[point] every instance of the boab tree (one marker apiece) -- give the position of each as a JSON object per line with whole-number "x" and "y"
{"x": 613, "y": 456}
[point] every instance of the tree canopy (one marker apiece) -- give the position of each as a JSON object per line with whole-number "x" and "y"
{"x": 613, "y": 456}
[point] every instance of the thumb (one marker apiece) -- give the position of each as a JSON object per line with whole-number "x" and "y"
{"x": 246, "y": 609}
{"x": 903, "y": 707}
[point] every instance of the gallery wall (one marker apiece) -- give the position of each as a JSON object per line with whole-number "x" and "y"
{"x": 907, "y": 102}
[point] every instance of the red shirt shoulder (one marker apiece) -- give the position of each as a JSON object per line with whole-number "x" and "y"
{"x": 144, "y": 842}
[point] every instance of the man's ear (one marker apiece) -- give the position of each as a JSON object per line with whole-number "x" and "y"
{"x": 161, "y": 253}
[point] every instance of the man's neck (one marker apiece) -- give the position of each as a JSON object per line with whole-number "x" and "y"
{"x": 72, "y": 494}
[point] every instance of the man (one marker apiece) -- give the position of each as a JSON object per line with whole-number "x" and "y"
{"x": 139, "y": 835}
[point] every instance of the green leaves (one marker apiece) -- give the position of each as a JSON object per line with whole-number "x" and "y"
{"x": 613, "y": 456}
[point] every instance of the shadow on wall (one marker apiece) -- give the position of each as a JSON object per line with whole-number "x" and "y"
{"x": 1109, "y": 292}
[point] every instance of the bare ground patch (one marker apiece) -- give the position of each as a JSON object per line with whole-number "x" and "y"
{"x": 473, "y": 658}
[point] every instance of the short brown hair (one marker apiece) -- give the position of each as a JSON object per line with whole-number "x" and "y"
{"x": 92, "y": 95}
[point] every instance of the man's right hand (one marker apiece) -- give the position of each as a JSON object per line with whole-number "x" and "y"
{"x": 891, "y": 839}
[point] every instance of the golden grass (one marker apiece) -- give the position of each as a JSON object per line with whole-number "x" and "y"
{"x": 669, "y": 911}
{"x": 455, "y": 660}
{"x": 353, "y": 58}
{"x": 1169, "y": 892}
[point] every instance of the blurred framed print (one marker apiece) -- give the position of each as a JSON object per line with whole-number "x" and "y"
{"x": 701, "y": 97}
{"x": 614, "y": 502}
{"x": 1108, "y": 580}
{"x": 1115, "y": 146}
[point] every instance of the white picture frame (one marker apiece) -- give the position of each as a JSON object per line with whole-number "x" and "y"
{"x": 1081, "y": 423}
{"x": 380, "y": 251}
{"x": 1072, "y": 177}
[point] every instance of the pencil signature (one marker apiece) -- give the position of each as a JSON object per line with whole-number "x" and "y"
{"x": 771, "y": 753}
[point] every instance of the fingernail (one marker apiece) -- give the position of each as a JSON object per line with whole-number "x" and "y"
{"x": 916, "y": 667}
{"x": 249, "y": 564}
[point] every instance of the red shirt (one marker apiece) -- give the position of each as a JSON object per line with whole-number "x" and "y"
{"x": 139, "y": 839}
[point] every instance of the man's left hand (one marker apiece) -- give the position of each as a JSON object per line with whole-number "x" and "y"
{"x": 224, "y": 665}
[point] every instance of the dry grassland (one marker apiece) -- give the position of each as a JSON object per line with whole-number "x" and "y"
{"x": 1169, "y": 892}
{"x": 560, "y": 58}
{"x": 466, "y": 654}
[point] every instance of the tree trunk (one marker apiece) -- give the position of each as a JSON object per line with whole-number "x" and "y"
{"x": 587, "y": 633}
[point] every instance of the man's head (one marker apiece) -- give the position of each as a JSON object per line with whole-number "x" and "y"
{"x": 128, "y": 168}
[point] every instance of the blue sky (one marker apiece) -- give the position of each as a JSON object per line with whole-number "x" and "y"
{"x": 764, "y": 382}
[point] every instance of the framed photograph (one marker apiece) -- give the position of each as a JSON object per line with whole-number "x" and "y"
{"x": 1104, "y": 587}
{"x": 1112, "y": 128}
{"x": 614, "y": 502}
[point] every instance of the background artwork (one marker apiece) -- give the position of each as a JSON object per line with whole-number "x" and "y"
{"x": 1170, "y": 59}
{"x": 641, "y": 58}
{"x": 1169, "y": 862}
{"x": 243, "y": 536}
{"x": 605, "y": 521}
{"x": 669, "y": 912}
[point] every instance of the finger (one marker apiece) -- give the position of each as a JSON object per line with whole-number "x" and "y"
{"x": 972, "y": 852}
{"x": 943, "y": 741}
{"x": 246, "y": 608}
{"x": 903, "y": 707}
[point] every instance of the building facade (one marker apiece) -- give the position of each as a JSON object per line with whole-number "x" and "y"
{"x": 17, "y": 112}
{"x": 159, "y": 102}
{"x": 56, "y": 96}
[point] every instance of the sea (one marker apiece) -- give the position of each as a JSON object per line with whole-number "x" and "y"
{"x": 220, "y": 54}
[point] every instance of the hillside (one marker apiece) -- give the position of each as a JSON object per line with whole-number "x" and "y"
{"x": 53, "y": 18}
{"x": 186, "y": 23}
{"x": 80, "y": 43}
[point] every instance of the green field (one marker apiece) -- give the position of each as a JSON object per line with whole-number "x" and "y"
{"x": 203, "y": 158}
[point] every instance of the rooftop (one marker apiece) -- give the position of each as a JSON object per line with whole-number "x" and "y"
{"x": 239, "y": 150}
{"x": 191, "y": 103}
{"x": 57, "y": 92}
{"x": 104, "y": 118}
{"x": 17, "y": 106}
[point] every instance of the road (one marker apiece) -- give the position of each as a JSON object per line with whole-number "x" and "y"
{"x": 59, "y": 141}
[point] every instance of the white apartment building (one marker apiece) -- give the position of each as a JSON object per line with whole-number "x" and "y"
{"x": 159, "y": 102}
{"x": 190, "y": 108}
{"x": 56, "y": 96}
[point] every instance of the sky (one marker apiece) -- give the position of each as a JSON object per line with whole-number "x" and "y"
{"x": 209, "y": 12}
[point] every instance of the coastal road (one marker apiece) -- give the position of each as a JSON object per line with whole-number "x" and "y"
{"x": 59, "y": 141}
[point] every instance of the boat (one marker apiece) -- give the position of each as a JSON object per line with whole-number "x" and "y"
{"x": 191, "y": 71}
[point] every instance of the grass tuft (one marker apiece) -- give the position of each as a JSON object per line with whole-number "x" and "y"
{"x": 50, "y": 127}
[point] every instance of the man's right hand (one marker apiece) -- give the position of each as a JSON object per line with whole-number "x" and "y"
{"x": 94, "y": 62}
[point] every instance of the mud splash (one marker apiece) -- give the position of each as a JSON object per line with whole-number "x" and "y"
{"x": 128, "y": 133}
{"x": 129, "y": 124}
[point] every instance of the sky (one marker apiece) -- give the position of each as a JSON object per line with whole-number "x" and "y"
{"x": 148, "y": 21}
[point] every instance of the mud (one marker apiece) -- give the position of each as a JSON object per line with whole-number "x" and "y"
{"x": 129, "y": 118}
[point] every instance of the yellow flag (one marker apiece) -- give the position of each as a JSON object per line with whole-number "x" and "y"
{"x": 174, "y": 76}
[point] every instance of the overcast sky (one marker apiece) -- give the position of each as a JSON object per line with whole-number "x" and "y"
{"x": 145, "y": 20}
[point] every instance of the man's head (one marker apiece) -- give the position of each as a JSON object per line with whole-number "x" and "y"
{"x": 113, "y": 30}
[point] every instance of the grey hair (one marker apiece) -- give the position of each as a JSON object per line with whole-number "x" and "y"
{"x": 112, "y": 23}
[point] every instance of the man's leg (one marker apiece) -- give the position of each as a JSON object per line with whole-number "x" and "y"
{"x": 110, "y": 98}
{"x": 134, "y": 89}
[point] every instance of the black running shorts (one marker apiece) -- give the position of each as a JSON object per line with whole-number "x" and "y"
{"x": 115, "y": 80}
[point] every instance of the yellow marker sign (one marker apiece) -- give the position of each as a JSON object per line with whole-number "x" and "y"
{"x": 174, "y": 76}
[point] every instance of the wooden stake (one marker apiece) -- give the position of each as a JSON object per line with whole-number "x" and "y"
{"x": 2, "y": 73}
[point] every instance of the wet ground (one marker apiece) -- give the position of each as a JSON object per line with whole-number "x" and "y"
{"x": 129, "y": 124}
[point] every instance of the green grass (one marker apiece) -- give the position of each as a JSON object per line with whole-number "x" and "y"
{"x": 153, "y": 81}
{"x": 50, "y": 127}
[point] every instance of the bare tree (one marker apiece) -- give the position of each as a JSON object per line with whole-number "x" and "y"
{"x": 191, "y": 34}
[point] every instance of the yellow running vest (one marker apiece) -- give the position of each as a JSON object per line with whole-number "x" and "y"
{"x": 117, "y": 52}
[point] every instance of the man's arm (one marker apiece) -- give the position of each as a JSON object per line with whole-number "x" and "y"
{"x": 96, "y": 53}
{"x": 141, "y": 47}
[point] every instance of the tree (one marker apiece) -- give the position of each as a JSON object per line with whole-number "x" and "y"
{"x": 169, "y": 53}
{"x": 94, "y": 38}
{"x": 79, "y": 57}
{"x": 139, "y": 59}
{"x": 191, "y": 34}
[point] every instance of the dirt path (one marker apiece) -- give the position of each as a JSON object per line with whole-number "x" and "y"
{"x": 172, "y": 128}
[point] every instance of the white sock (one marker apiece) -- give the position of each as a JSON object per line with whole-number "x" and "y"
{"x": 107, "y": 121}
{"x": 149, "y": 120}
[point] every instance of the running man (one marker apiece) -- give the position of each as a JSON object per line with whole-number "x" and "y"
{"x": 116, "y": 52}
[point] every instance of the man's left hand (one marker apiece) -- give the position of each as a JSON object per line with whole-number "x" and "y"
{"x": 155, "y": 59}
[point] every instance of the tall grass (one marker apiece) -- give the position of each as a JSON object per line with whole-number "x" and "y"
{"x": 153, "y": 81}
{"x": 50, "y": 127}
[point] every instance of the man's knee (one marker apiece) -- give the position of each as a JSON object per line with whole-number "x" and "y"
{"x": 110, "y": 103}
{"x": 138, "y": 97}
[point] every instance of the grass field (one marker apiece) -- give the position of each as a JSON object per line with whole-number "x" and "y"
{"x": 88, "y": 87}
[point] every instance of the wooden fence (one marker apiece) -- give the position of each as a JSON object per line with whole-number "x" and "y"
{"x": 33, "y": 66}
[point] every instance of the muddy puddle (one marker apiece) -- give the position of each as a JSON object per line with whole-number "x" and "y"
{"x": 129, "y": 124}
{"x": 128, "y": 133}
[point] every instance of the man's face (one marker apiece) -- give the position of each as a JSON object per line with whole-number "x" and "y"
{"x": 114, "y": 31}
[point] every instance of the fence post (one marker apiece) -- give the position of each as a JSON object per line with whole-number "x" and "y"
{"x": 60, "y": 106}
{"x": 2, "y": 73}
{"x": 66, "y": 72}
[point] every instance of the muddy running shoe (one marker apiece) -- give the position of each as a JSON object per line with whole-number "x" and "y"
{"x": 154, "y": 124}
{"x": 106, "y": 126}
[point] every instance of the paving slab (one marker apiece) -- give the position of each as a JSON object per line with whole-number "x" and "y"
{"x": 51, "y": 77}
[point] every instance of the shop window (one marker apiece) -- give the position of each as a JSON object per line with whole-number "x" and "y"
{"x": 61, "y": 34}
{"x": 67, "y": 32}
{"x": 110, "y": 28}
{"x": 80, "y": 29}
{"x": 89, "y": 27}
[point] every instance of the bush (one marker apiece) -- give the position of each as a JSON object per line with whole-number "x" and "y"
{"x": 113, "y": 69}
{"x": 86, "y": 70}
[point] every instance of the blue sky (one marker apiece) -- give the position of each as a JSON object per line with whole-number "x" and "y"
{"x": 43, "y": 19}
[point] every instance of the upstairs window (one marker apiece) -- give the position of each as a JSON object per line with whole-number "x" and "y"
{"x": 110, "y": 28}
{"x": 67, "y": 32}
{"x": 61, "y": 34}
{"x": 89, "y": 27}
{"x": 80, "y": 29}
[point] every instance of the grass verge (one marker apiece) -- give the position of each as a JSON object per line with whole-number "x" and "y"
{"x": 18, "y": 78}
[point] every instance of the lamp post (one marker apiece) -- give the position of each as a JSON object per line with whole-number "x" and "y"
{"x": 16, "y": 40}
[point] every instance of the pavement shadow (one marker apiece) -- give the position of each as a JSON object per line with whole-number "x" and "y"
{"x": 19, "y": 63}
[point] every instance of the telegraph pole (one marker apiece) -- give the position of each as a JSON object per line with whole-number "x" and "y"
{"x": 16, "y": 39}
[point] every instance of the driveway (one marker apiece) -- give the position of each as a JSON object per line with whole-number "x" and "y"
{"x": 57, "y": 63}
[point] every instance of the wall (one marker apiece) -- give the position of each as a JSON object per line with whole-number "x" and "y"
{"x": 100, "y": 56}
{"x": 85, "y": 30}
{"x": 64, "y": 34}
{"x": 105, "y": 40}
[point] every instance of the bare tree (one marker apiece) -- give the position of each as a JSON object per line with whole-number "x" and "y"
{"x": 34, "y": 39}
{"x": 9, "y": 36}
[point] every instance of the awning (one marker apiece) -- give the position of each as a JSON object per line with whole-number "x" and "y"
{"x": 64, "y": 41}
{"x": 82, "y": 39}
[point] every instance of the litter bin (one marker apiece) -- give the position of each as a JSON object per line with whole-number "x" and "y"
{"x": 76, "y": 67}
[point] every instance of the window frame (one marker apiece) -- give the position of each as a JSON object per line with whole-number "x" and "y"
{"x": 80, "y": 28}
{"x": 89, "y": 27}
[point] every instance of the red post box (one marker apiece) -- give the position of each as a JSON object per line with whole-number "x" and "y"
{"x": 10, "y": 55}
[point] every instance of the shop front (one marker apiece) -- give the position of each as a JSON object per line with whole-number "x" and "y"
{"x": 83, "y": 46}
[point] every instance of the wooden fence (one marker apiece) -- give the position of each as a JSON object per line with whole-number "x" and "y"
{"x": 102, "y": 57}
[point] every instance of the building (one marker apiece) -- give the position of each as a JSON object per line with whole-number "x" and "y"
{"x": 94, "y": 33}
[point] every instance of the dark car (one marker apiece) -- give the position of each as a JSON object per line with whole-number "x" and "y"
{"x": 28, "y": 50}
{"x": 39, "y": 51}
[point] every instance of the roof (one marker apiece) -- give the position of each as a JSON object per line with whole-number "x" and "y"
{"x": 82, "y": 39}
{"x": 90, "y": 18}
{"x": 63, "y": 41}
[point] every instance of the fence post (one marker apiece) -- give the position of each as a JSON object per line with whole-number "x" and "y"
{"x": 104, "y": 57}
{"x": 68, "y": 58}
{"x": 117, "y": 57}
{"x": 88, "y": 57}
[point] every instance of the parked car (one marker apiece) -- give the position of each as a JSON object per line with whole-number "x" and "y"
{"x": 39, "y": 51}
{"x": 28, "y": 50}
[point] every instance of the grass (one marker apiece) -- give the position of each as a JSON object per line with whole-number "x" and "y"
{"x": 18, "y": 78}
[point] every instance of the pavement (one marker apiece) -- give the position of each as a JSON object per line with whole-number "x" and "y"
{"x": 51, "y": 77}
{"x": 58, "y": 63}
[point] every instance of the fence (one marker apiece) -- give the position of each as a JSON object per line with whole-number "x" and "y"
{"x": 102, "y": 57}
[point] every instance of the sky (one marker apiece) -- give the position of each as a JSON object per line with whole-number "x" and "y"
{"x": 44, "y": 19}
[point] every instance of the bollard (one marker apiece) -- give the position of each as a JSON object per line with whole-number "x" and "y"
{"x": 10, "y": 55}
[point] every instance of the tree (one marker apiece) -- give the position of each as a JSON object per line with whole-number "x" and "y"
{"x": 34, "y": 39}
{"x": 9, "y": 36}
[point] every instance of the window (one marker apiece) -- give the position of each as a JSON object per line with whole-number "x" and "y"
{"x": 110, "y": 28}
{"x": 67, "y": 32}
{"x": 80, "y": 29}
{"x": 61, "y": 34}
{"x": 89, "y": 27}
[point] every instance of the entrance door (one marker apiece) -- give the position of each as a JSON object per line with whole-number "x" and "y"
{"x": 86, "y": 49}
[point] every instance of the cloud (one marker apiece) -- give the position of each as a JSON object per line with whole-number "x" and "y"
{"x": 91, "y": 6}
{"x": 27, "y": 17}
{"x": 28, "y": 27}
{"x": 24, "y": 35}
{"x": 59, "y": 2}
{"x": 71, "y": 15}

## YOUR TASK
Write out, word for word, the line containing "[point] every instance of the roof (one" and every line after it to the end of the data above.

## FINAL RESULT
[point] every instance of the roof (one marker apiece) -- give the position of each as a JSON object per line with whole-number "x" and "y"
{"x": 82, "y": 39}
{"x": 90, "y": 18}
{"x": 63, "y": 41}
[point] every instance of the fence post (one marker apiece) -- give the position of each as a JSON object per line with whole-number "x" and "y"
{"x": 104, "y": 57}
{"x": 68, "y": 58}
{"x": 117, "y": 57}
{"x": 88, "y": 57}
[point] every instance of the parked car (one marker apiece) -- give the position of each as a JSON object per line with whole-number "x" and "y"
{"x": 39, "y": 51}
{"x": 28, "y": 50}
[point] every instance of the grass (one marker apiece) -- give the position of each as a JSON object per line with whole-number "x" and "y"
{"x": 18, "y": 78}
[point] every instance of the pavement (one marker apiece) -- give the position of each as a JSON object per line with whole-number "x" and "y"
{"x": 51, "y": 77}
{"x": 58, "y": 63}
[point] every instance of the fence (one marker apiece) -- give the position of each as a JSON object per line with whole-number "x" and "y"
{"x": 102, "y": 57}
[point] every instance of the sky (one marker apiece) -- give the position of each as a JSON object per line with whole-number "x" and "y"
{"x": 44, "y": 19}
[point] every instance of the bollard (one marker apiece) -- give the position of each as a JSON object per line with whole-number "x" and "y"
{"x": 10, "y": 55}
[point] every instance of the tree (one marker apiece) -- give the position of each as a JSON object per line with whole-number "x" and "y"
{"x": 34, "y": 39}
{"x": 9, "y": 36}
[point] every instance of the window (one marker apiece) -- give the position of each as a JSON object per line with whole-number "x" and "y"
{"x": 110, "y": 28}
{"x": 67, "y": 32}
{"x": 80, "y": 29}
{"x": 61, "y": 34}
{"x": 89, "y": 27}
[point] every instance of the entrance door (one marker apiece) -- give the position of each as a JSON object per line with whole-number "x" and "y"
{"x": 86, "y": 49}
[point] every instance of the cloud (one marker apiece) -- give the position of each as a JSON object per line with whole-number "x" and "y"
{"x": 91, "y": 6}
{"x": 27, "y": 17}
{"x": 28, "y": 27}
{"x": 24, "y": 35}
{"x": 59, "y": 2}
{"x": 71, "y": 15}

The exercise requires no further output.